EXERCISE DETAILS: Reproduce every one of the following entries word for word, omitting the pictures.

[Items stored from a collection]
-=-=-=-=-

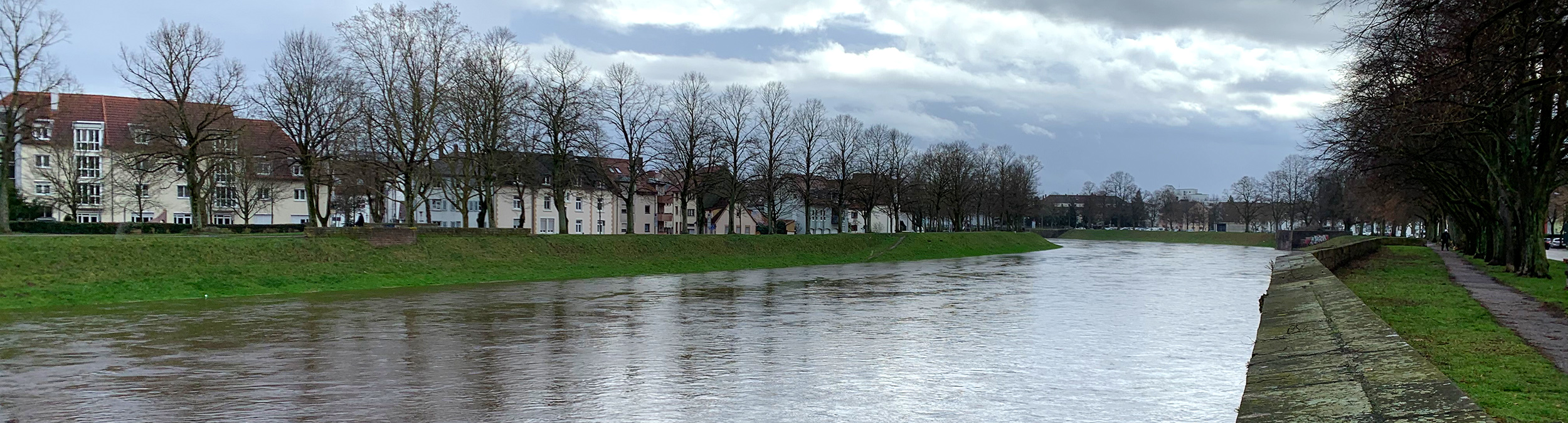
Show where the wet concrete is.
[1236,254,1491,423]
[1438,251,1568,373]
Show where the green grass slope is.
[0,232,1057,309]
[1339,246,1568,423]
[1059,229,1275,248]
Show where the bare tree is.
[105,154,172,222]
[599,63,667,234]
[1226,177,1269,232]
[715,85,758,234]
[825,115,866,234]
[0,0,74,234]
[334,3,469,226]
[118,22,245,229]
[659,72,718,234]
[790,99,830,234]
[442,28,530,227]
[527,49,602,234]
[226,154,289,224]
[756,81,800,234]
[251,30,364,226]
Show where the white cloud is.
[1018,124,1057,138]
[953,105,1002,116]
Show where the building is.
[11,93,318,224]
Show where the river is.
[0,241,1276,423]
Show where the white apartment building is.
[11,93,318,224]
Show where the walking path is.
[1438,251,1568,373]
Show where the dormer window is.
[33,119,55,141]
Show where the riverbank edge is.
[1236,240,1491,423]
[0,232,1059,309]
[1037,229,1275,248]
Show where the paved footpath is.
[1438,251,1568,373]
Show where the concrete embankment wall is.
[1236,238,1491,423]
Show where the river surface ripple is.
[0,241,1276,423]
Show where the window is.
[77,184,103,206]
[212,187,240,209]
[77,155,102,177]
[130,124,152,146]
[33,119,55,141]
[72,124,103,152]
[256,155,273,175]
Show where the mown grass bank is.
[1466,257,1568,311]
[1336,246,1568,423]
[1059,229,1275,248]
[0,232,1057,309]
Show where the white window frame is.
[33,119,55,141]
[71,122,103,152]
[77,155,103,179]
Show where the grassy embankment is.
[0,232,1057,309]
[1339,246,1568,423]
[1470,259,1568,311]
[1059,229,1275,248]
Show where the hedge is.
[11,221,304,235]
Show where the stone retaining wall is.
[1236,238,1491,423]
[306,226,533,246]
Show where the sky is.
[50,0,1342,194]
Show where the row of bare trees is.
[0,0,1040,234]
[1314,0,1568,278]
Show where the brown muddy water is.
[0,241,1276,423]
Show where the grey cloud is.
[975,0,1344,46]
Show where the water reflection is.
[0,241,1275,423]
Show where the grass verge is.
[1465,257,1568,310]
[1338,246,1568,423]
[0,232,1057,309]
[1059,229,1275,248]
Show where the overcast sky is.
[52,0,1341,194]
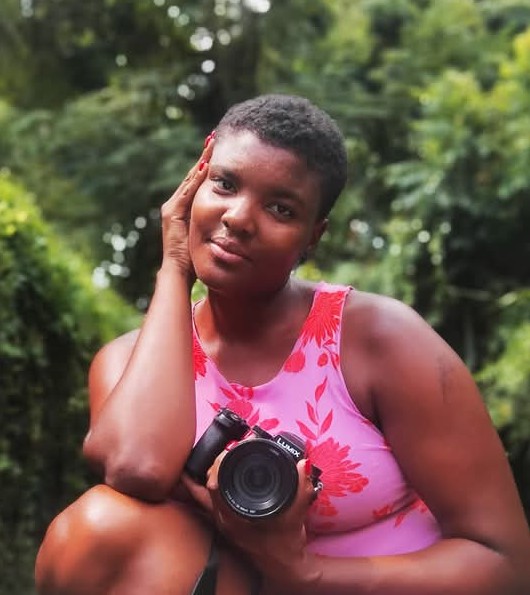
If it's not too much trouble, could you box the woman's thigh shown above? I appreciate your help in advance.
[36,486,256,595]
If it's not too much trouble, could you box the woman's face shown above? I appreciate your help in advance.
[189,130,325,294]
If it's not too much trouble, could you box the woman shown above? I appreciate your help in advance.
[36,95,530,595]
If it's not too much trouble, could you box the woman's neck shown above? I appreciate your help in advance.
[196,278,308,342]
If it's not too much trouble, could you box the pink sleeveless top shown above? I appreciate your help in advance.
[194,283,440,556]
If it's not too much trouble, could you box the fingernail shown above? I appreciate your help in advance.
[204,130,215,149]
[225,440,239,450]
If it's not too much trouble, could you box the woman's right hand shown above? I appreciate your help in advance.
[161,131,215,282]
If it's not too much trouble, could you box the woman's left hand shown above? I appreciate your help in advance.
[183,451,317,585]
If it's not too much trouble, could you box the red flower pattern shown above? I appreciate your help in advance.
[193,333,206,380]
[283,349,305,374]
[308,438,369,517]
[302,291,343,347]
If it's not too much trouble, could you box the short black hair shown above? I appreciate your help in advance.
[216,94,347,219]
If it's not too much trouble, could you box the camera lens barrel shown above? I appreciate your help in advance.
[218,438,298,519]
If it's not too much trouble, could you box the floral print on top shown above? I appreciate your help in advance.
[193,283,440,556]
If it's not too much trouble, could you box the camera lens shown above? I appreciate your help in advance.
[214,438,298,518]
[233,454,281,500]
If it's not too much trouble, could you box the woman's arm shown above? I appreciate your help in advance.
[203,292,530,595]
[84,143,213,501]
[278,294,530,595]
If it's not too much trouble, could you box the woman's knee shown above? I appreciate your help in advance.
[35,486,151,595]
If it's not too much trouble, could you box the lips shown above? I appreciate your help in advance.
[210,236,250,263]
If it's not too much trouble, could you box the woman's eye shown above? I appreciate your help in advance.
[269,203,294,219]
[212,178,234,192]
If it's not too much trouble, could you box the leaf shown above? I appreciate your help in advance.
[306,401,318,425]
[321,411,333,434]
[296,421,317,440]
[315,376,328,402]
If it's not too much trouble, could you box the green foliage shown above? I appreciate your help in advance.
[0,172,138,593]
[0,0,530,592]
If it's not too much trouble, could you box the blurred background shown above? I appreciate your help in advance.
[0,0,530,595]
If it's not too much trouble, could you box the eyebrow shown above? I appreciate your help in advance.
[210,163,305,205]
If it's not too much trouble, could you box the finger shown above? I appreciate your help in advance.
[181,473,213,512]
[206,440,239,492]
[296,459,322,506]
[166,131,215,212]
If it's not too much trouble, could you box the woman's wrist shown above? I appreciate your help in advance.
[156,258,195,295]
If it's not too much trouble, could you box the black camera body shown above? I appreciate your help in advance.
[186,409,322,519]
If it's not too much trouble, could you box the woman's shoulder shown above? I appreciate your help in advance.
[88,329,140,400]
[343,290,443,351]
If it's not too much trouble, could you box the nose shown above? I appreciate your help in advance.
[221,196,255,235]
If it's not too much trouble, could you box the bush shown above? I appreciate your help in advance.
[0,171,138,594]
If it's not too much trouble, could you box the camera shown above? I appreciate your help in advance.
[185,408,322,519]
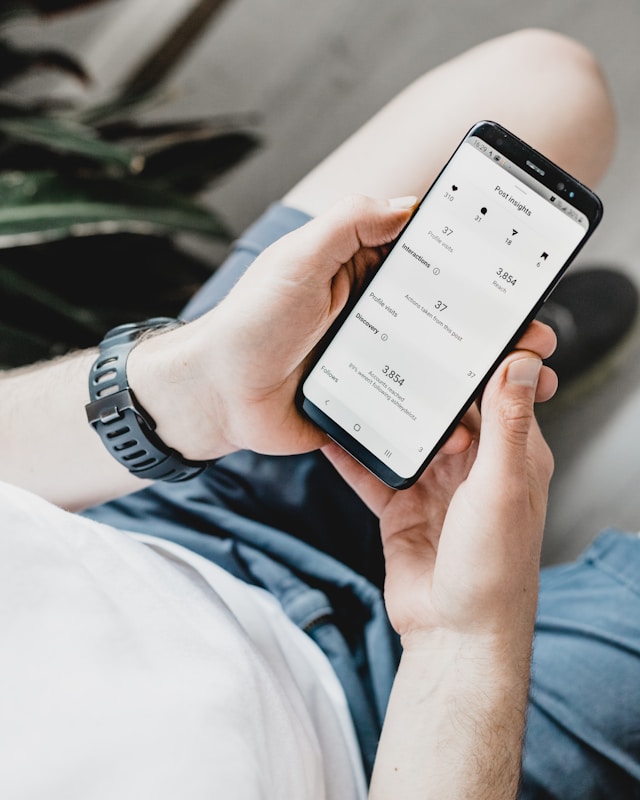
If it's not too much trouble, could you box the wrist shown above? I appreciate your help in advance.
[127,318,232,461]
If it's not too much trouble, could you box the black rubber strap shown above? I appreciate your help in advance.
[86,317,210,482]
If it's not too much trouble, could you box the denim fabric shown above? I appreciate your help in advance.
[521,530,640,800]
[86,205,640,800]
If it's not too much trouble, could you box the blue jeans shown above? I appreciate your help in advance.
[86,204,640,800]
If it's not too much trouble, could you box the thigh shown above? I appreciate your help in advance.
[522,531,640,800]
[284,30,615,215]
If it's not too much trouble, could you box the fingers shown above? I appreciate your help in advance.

-=-=-=-=-

WRITTEN ANSWER:
Show where the wet concrete is.
[1236,254,1491,423]
[1438,251,1568,373]
Show where the green grass slope is.
[0,232,1057,309]
[1339,246,1568,423]
[1059,229,1275,248]
Show where the bare tree is.
[105,154,172,222]
[599,63,667,234]
[1226,177,1269,232]
[715,85,758,234]
[825,115,866,234]
[0,0,74,234]
[334,3,469,226]
[118,22,245,229]
[659,72,718,234]
[790,99,830,234]
[442,28,530,227]
[527,49,602,234]
[226,154,289,224]
[756,81,800,234]
[251,30,364,226]
Show where the white cloud is.
[1018,124,1057,138]
[953,105,1002,116]
Show where the building is.
[11,93,318,224]
Show where the river is.
[0,241,1276,423]
Show where the white apartment building is.
[11,93,318,224]
Show where the walking path is.
[1438,251,1568,373]
Show where the dormer window is.
[33,119,55,141]
Show where the riverbank edge is.
[1236,240,1491,423]
[0,232,1059,309]
[1037,229,1275,248]
Show where the paved footpath is.
[1438,251,1568,373]
Show where the concrete embankment wall is.
[1236,238,1491,423]
Show where the river surface ripple is.
[0,241,1276,423]
Show where the window is.
[77,184,103,206]
[212,187,240,209]
[77,155,102,177]
[130,124,152,146]
[33,119,55,141]
[72,124,103,152]
[256,155,273,175]
Show where the mown grass bank is.
[1466,257,1568,311]
[1336,246,1568,423]
[1059,229,1275,248]
[0,232,1057,309]
Show where the white window frame is.
[33,119,55,141]
[71,122,103,152]
[77,155,103,179]
Show where the grassy embankment is.
[0,232,1057,309]
[1339,246,1568,423]
[1470,259,1568,311]
[1059,229,1275,248]
Show where the hedge is.
[11,221,304,235]
Show where the stone retaining wall is.
[1236,238,1491,423]
[306,226,533,246]
Show where the sky is.
[50,0,1342,194]
Show where the row of bare trees is.
[0,0,1040,234]
[1314,0,1568,278]
Show where the brown muddy water is.
[0,241,1276,423]
Show where the grey cloud is.
[975,0,1344,46]
Show where the water reflection is.
[0,241,1275,423]
Show where the grass verge is.
[1465,257,1568,310]
[1338,246,1568,423]
[0,232,1057,309]
[1059,229,1275,248]
Show where the overcast sky is.
[52,0,1341,194]
If it's not too much trouble, could you box the woman's thigh shown above? I appreciate your help in advance.
[36,486,256,595]
If it's not too much trouble, could you box the woman's face shown above? I appreciate your help in advance.
[189,130,325,294]
If it's not too much trouble, could you box the woman shown above? I appreciate your help in advance.
[36,95,530,595]
If it's not too much trouble, could you box the woman's neck shown above? I appreciate your help in advance.
[196,278,308,342]
If it's not too much trouble, could you box the pink sleeveless top shown above? I appreciate your help in advance.
[194,283,440,556]
If it's not too much trouble, could you box the fingernail shown above? I appreciate your help in advance.
[204,130,215,149]
[225,440,239,450]
If it's not too much trouble, could you box the woman's right hand shown above? I appreciate your help in advance.
[161,131,215,282]
If it's not too much trouble, could you box the woman's left hand shown above? I appreciate your help in advance.
[183,451,317,585]
If it's not too much trouble, could you box the red flower pattern shown above? I appreciate your help in advance.
[193,333,206,380]
[283,349,305,374]
[308,438,369,517]
[302,291,343,347]
If it's not too much trouble, could you box the short black hair shown above? I appreciate your help in advance.
[216,94,347,219]
If it's not too much trouble, could you box the camera lens barrel shown above? I appreciate your help in advance.
[218,438,298,519]
If it's not too much trouble, could you box the floral print on top shown above? I appreciate your help in advance.
[193,283,440,556]
If it's not too much trouble, could you box the camera lens shown above? I appreciate your help in advance.
[214,438,298,518]
[233,454,281,500]
If it's not too much trouble, could you box the woman's arm shown above? I appreciate your help in advance.
[203,292,530,595]
[84,143,213,501]
[278,294,530,595]
If it's not too much trouble, could you box the woman's knee shown above? I appreciate your help in advance.
[35,486,151,595]
If it's not too much trouble, could you box the lips shown above? I appreciate your help in advance.
[210,236,250,263]
If it's not too much trouble, could you box the woman's eye shown above? I appreciate your help in advance.
[269,203,294,219]
[212,178,234,192]
If it's not too much trouble, could you box the leaf shown above? I appreciate your help in advance.
[306,401,318,425]
[321,411,333,434]
[296,421,317,440]
[315,376,328,402]
If it's not too much trouble, could you box the green foliage shown above? I appreciate your help in advance.
[0,172,138,593]
[0,0,530,592]
If it's not too much trouble, could you box the blurred background shown above? I appreciate your help in advance.
[0,0,530,595]
If it's not too much trouble, could you box the eyebrow shown above? I appreciate your help in advance.
[210,163,305,205]
If it's not too much trouble, could you box the finger shown above? I appreciate your help in advance.
[181,473,213,512]
[206,440,239,492]
[296,459,322,506]
[166,131,215,212]
If it's not too much trouble, could you box the woman's wrist shown above? I appreciate your help in advance.
[156,258,195,295]
If it's not too much trouble, could you box the black camera body shown above? I appreciate your help in advance.
[186,409,322,519]
If it's not too much trouble, could you box the woman's shoulder shown above? I appreciate your help in advance.
[88,329,140,400]
[343,290,443,351]
If it's not too much trouble, could you box the nose shown above? I appreciate your help in advance.
[221,196,255,235]
If it's not too much trouble, could you box the bush shown above? I appreciate your help in advance.
[0,171,138,594]
If it's not too much trouble, could you box the camera shown above? I appreciate your help in advance.
[185,408,322,519]
If it's not too much trouble, could you box the wrist shown above? I appreciate your help in advance.
[127,318,232,461]
If it's not too much trouble, could you box the black rubber strap shown above? I appreciate your help in advance.
[86,317,210,482]
If it's not too much trouble, could you box the denim fabric shown above? I appreciate your help in advance.
[521,530,640,800]
[86,205,640,800]
If it's not too much trouble, could you box the blue jeans shown above? I appreciate your help in advance.
[86,204,640,800]
If it's not too much trouble, could you box the thigh shown above? I appreciate your help in advance.
[522,531,640,800]
[284,30,615,215]
If it's not too much trouble, could you box the fingers shown above? I appreciate your help in advance.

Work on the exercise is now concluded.